__SET TASK__
Retype exactly the lines that start at the line with "[mark] white chrysanthemum" and end at the final line, both included, and leave out every picture.

"""

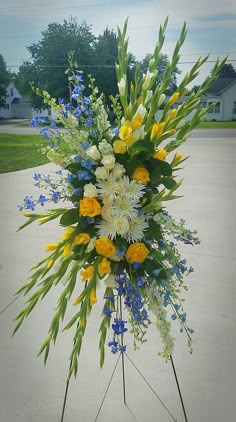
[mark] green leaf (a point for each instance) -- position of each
(70, 217)
(166, 169)
(168, 182)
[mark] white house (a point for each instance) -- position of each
(18, 106)
(223, 93)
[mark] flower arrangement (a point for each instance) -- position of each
(116, 231)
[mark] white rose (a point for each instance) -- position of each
(101, 173)
(108, 161)
(118, 170)
(90, 190)
(121, 225)
(93, 152)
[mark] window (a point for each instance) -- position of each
(216, 108)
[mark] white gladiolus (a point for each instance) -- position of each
(148, 76)
(108, 161)
(161, 100)
(93, 152)
(90, 190)
(101, 173)
(122, 85)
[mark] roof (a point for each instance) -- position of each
(220, 85)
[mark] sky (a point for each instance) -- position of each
(211, 26)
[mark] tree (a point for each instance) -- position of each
(4, 81)
(50, 59)
(164, 61)
(228, 71)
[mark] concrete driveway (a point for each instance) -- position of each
(30, 393)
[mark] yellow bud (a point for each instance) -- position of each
(157, 130)
(43, 220)
(137, 122)
(78, 300)
(50, 264)
(51, 247)
(67, 250)
(92, 297)
(160, 154)
(173, 98)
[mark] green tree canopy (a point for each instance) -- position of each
(4, 80)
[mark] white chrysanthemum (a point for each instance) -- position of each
(90, 190)
(125, 207)
(101, 173)
(108, 161)
(121, 225)
(93, 152)
(118, 170)
(137, 227)
(105, 148)
(132, 189)
(105, 228)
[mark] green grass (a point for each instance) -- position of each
(215, 125)
(18, 152)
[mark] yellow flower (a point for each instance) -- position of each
(141, 174)
(160, 154)
(51, 247)
(50, 264)
(179, 156)
(104, 267)
(125, 133)
(89, 207)
(138, 120)
(157, 129)
(67, 233)
(119, 147)
(78, 300)
(174, 98)
(67, 250)
(87, 273)
(43, 220)
(92, 297)
(104, 246)
(81, 239)
(137, 252)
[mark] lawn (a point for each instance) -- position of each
(18, 152)
(215, 125)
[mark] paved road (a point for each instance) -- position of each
(29, 392)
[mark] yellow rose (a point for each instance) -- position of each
(104, 267)
(160, 154)
(174, 98)
(87, 273)
(140, 174)
(51, 247)
(157, 130)
(81, 239)
(137, 252)
(92, 297)
(67, 250)
(104, 246)
(89, 207)
(137, 122)
(119, 147)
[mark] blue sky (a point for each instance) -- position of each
(211, 25)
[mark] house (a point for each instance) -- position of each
(18, 106)
(223, 93)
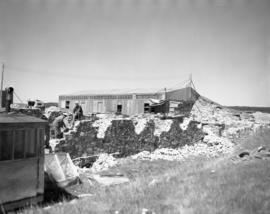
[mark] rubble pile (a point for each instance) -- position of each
(102, 125)
(111, 134)
(221, 123)
(103, 162)
(199, 149)
(51, 113)
(35, 112)
(209, 129)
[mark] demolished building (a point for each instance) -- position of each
(129, 102)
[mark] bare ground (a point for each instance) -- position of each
(227, 184)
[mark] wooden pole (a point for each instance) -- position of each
(2, 80)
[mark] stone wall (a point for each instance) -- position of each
(121, 137)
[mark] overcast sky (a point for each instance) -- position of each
(57, 47)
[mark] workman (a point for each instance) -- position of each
(59, 125)
(77, 112)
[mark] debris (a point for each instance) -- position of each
(243, 154)
(147, 211)
(61, 169)
(102, 124)
(103, 162)
(85, 195)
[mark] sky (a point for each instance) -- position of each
(58, 47)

"""

__ANSWER FOR THIS EXERCISE__
[mark] white chrysanthemum (a point for each instance) -- position of each
(90, 190)
(125, 207)
(101, 173)
(108, 161)
(121, 225)
(93, 152)
(118, 170)
(137, 227)
(105, 148)
(132, 189)
(105, 228)
[mark] green grass (a point for each instance) -- position of each
(215, 125)
(18, 152)
[mark] yellow flower (a point for each instance) -- position of each
(141, 174)
(160, 154)
(51, 247)
(50, 264)
(179, 156)
(104, 267)
(125, 133)
(89, 207)
(138, 120)
(157, 129)
(67, 233)
(119, 147)
(78, 300)
(174, 98)
(67, 250)
(87, 273)
(43, 220)
(92, 297)
(104, 246)
(81, 239)
(137, 252)
[mark] lawn (a point for each instance) -- position of each
(18, 152)
(215, 125)
[mark] paved road (a point for each instance) -- position of each
(29, 392)
[mark] yellow rose (a point for each instance) -- position of each
(104, 267)
(160, 154)
(174, 98)
(87, 273)
(140, 174)
(51, 247)
(157, 130)
(81, 239)
(137, 252)
(92, 297)
(67, 250)
(104, 246)
(89, 207)
(137, 122)
(119, 147)
[mark] blue sky (a point for each instance) -- position of each
(211, 25)
[mark] house (a point for each instance) -- position of each
(18, 106)
(223, 93)
[mark] rubble pile (a point for each instance) -- position of each
(102, 125)
(111, 134)
(221, 123)
(103, 162)
(199, 149)
(51, 113)
(35, 112)
(209, 129)
[mark] demolished building (a point for each instance) -- position of each
(129, 102)
[mark] bare ground (a point for each instance) -- position of each
(227, 184)
[mark] wooden pole (a point for each instance) -- position of each
(2, 80)
[mark] stone wall (a point for each instance) -- position of each
(121, 137)
[mark] overcast sky (a point for each instance) -- position of each
(57, 47)
[mark] workman (a point for each instance) -- position of each
(59, 125)
(77, 112)
[mark] debris (a point for each instance) -- position of each
(243, 154)
(147, 211)
(61, 169)
(102, 124)
(103, 162)
(85, 195)
[mark] sky (a point for each instance) -- position of each
(58, 47)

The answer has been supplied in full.